Document extract:
= = = = =
You know, suddenly it's a job.
And he asks all
kinds of questions, you know?
And I think he's
searching for an angle.
And then at some point,
he'll be like, "That's it."
Womp, womp, womp. Instead of...
In the case of
"Pirates," it was...
He was technically unavailable,
but I really
think he just thought
it was a failed
endeavour from the outset.
Just the genre,
just a pirate movie,
was like, "What are
you doing?" Like, "Pass!"
You know, but in a "nice" way.
Like, "I'm doing
'Mission: Impossible.'
I can't do
your pirate movie." And so...
So when we were done editing,
I brought it to him
and played it to him.
And I think he sort of shifted
and he started
playing at that little...
They had fired
the original composer.
That's very interesting.
And we had three
weeks to finish the score.
So, Hans went home...
and started writing.
And he wrote all
the themes overnight.
And then we talked,
you know, at length about,
like, the drunken waltz.
Like, "Why is Jack
like that with his sea legs?"
What is that? Sort of...
It's not just a waltz,
it's a kind of slurred waltz.
Keep a sharp eye.
So, the character
of Jack Sparrow is...
The notes go up, positive.
Sort of,
you know, the innocence.
There's like
an innocence, hope in there.
You know, it's like, "Oh, I can
go and do anything, right?"
Now...
...this bit...
...is a bit naughty, right?
That's the wrong chord.
So, you go from naughty to,
you know, he's doing something.
- It's still -
- It's still benign,
but it's
definitely the wrong chord.
Here we are.
We're back on the safety
of the optimism, but...
the devil's fifth...
to a minor chord.
So, that's part
of his character.
He is definitely naughty.
And then he does
something unexpected.
He changes key right
in the middle of the phrase,
but only for one second.
And it resolves in
a sort of classical way,
which is really a lie
because he goes to
something even naughtier,
etcetera, etcetera.
So each phrase
is part of his...
I'm describing his character.
= = = = =
Records of labeled regions:
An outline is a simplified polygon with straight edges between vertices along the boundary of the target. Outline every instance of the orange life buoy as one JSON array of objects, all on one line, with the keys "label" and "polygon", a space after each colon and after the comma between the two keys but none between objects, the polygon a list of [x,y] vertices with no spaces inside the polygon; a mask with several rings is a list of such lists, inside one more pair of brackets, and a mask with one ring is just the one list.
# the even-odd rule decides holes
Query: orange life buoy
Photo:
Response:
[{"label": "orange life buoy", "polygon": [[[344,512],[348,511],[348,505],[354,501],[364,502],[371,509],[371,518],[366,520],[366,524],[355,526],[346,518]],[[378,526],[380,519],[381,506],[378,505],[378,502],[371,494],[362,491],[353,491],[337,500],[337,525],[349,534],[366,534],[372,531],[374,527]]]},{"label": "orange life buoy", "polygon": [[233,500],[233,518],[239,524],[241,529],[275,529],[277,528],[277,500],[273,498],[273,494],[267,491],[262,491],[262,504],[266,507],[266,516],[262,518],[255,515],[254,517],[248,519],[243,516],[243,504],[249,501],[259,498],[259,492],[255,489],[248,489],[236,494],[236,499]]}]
= = = = =
Continue the transcript about composing the pirate movie score, starting after its final sentence.

Response for this exercise:
It kind of rolls like
you're on the deck of a boat.
Boat and rum make
for unsteady rhythms.
It's not clever. It's just fun.
I think Hans has an approach,
which I wouldn't call unifying,
but I do recognise
it over and over again.
It's this great
ability to build a theme.
In the "Da Vinci Code," Hans
refined the technique
he pioneered in
"The Thin Red Line"
of using a small number
of notes to create complex,
driving themes.
I mean, this is so simple.
The simpler these
things are, the more I fear
I'm going to get found out.
I mean, look, I can't think of
any artist who doesn't think,
"They're gonna catch me
at it. They're gonna find out."
You get some very simple notes
that inspire other
simple notes that go with it,
and you can go and
play with these rounds.
It's not easy,
but it's incredibly
powerful and stirring.
That's one of
his patterns that you will see
and with different kinds
of themes,
different sorts of tunes.
Some of them are
just one or two notes.
Some are very
melodic, like this one.
But getting
that music, through repetition,
to sort of
evolve into something
go from one place to another,
well, that's what every
movie wants to be is a journey.
And, you know,
his cues often convey that.
It's a journey.
It takes you on a journey,
and you add
experiences every time round.
I mean, you've heard it,
so now you need to add
another layer of experience,
a layer of time,
layer of something to it.
This technique of
creating longer themes
that build and build
found their ultimate expression
in the films of one of
Hans's key collaborators.
I've never liked music that
feels layered onto the movie,
like sauce going
onto a piece of meat.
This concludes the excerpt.